=== Brano da leggere ===

Il PNRR, approvato dalla Commissione Europea, ha fra le sue sei missioni anche quella dedicata a istruzione e ricerca

Destinati 30,88 miliardi di euro tramite il Dispositivo per la Ripresa e Resilienza (RRF). Fondi che salgono a 33,81 miliardi se si considerano anche React EU e il Fondo complementare. Tutti i fondi allocati nel PNRR provenienti dal RRF devono essere spesi entro il 2026, anche grazie a parallele riforme che dovrebbero facilitarne l’utilizzo.

La Missione 4, intitolata “Istruzione e ricerca”, non è peraltro l’unica a mettere risorse sul potenziamento della ricerca e sviluppo. Anche la Missione 1 “Digitalizzazione, innovazione, competitività, cultura e turismo” stanzia dei fondi (o prevede crediti di imposta) soprattutto sulla ricerca applicata nel campo della digitalizzazione: di fatto la prosecuzione di Industria 4.0. La stessa Missione 2 dedicata alla transizione ecologica – la più cospicua con i suoi 60 miliardi di euro – riserva un po’ di risorse ad azioni di ricerca ambientale, nei campi del monitoraggio nei parchi e nelle riserve marine, dell’economia circolare e della scommessa dell’idrogeno e degli accumulatori. Infine, la Missione 6 ha addirittura un capitolo che si intitola “Innovazione, ricerca e digitalizzazione del Sistema sanitario nazionale”. Indubbiamente però la posta più grossa la troviamo appunto nella Missione 4 “Istruzione e ricerca”, che con circa 20 miliardi di euro potenzia la scuola e con quasi 13 miliardi disegna un ambizioso programma denominato “Dalla ricerca all’impresa”.


Figura 1. Estrapolazione dalla tabella 1.1 del PNRR. Si riportano sia i fondi del Dispositivo per la Ripresa e Resilienza (RRF) – allocati dal PNRR – sia i fondi del React EU e del Fondo complementare.


Come riconosce lo stesso PNRR in più parti, la ricerca italiana soffre di una decennale disattenzione. La nostra spesa pubblica in ricerca e sviluppo (R&S) si aggira da qualche anno intorno all’1,4% del PIL (media OCSE: 2,4%), con finanziamenti dal pubblico pari allo 0,5% del Pil e i finanziamenti privati allo 0,9 % (media OCSE dal privato: 1,7%). Oltre poi a una carenza generalizzata nella domanda di innovazione, in Italia il numero di “ricercatori per persone attive occupate dalle imprese” è circa la metà della media europea; fatto che si ripercuote anche nelle pubblicazioni scientifiche che vedono la compresenza di ricercatori del pubblico e del settore privato, che nel 2019 erano la metà di quelle europee. Segno questo che la collaborazione fra ricerca accademica e industriale è ancora poco sviluppata rispetto ad altre realtà. Ragione che ha spinto il PNRR a focalizzarsi particolarmente su questo settore della ricerca orientata all’innovazione.

=== Estratti del dataset ===

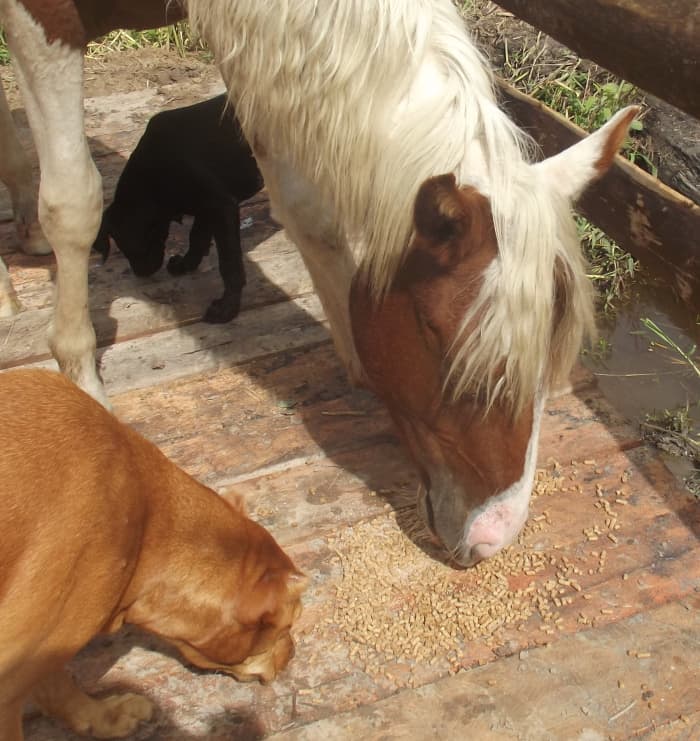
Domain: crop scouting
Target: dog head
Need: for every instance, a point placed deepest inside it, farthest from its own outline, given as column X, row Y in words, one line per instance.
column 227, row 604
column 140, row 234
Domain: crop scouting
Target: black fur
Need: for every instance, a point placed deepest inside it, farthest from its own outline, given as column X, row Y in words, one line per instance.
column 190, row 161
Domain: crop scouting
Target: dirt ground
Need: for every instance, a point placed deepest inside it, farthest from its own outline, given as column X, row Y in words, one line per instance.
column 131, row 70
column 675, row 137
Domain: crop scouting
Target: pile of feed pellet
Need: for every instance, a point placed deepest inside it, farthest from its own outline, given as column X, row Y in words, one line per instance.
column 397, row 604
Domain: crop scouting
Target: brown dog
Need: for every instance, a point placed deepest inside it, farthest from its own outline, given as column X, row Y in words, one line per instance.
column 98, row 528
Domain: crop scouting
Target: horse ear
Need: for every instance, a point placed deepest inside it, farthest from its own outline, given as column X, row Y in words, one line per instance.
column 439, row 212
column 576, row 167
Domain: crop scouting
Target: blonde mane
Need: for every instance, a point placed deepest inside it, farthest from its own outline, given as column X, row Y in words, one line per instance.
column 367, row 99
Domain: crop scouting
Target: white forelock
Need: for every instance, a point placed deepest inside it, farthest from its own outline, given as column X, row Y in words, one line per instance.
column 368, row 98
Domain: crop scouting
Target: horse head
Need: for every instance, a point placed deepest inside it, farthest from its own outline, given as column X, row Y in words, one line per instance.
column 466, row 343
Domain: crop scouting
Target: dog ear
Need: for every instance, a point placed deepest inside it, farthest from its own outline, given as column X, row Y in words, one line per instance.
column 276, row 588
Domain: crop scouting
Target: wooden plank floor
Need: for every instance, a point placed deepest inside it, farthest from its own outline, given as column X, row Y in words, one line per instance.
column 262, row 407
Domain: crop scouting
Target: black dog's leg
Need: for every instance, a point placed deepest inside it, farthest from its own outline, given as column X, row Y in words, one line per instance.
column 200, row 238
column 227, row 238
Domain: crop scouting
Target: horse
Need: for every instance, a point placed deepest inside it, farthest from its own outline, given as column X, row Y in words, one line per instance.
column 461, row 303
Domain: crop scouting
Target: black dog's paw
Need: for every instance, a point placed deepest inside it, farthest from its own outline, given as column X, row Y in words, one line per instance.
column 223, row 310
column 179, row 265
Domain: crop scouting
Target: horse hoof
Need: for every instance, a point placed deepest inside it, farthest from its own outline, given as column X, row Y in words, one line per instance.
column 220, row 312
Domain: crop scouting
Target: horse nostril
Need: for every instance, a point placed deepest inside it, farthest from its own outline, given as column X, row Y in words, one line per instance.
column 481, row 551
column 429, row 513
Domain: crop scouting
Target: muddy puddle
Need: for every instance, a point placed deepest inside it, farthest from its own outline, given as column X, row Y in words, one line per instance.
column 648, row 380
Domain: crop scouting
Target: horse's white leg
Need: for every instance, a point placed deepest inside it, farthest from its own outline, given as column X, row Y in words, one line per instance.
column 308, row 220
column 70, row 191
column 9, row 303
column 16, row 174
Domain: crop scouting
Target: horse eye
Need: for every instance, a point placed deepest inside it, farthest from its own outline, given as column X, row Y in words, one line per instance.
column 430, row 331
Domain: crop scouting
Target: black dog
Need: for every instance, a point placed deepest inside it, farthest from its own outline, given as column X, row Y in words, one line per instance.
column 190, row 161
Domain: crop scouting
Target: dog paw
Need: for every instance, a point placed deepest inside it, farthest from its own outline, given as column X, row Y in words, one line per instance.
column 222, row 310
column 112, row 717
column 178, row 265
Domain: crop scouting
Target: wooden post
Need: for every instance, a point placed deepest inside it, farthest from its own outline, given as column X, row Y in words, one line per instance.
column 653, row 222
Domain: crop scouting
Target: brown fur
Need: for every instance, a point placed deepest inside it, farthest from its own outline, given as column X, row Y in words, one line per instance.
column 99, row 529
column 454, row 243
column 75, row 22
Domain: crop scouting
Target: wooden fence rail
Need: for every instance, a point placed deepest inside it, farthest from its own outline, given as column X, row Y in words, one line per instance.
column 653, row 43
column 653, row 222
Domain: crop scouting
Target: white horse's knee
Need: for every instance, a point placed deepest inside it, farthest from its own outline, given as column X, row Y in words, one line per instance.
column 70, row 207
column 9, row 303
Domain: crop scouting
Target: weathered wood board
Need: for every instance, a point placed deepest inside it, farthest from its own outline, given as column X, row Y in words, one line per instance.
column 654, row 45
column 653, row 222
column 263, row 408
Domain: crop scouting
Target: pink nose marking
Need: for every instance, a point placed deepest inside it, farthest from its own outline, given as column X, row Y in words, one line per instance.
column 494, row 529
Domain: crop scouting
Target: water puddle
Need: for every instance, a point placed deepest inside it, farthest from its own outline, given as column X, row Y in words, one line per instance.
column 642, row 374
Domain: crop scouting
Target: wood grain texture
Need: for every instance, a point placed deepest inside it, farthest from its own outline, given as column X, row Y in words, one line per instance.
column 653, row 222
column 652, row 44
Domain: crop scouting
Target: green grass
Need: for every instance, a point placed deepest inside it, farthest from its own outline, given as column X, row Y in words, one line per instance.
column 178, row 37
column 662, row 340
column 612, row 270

===
=== Estratti del dataset ===

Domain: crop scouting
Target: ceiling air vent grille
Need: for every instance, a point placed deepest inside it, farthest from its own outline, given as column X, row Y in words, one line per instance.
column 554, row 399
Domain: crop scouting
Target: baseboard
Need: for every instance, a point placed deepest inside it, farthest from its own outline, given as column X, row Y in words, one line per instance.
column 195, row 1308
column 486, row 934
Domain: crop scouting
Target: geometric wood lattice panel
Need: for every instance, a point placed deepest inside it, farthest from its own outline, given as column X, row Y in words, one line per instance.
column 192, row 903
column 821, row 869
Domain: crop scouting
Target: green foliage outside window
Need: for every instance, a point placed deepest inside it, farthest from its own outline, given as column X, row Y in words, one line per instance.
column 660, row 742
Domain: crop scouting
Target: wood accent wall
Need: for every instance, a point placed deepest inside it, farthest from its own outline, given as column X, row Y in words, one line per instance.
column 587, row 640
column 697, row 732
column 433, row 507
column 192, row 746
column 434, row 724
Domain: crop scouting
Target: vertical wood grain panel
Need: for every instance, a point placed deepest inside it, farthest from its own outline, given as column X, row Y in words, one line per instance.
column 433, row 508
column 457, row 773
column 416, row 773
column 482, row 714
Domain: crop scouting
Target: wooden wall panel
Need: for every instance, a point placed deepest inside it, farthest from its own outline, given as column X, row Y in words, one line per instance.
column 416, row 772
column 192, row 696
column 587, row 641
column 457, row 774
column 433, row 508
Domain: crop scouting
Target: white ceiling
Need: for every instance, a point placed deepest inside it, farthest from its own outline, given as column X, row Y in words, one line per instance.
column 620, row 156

===

## [Obiettivo dell'esercizio]
Prosegui il brano sui fondi del PNRR per istruzione e ricerca, riprendendo subito dopo la sua ultima frase. Per svolgere l'esercizio i record non servono.

## [Risposta all'esercizio]
Gli assi portanti: dalla ricerca all’impresa

La missione 4 prevede una riforma accoppiata a uno specifico investimento di circa 430 milioni – nella componente relativa all’istruzione – per ampliare e semplificare il coinvolgimento di dottorati nelle imprese e nei centri di ricerca. Ma la voce maggiore di spesa rientra nella seconda componente della missione 4, “Dalla ricerca all’impresa”, per la quale vengono allocati circa 12 miliardi. Questa componente si articola in una riforma preliminare per “promuovere la semplificazione e la mobilità” e in tre linee di investimento, per un totale di undici investimenti specifici. Il Piano riporta che “per tutte le misure sono previste procedure di selezione su base competitiva”. In altre parole. In tutte le missioni del PNRR le risorse previste non vengono stanziate a priori e a pioggia a determinati enti, ma sono previsti in specifici bandi competitivi che verranno lanciati dal prossimo autunno. Novità questa non da poco, e che se correttamente svolta dovrebbe tendere a premiare chi presenterà progetti più convincenti.

Ma con quali criteri verranno scelti i progetti? Per usare le parole del PNRR, “I criteri per la selezione dei progetti saranno ispirati a: a) garanzia della massa critica in capo ai proponenti, con attenzione alla valorizzazione dell’esistente; b) garanzia dell’impatto di lungo termine (presenza di cofinanziamento anche con capitale privato); c) ricadute nazionali sul sistema economico e produttivo; d) cantierabilità del progetto in relazione alle scadenze del Piano”. Il tutto vigilato da un “apposito supervisory board”.


Figura 2. Tabella tratta dal PNRR sull’allocazione dei fondi per ogni investimento.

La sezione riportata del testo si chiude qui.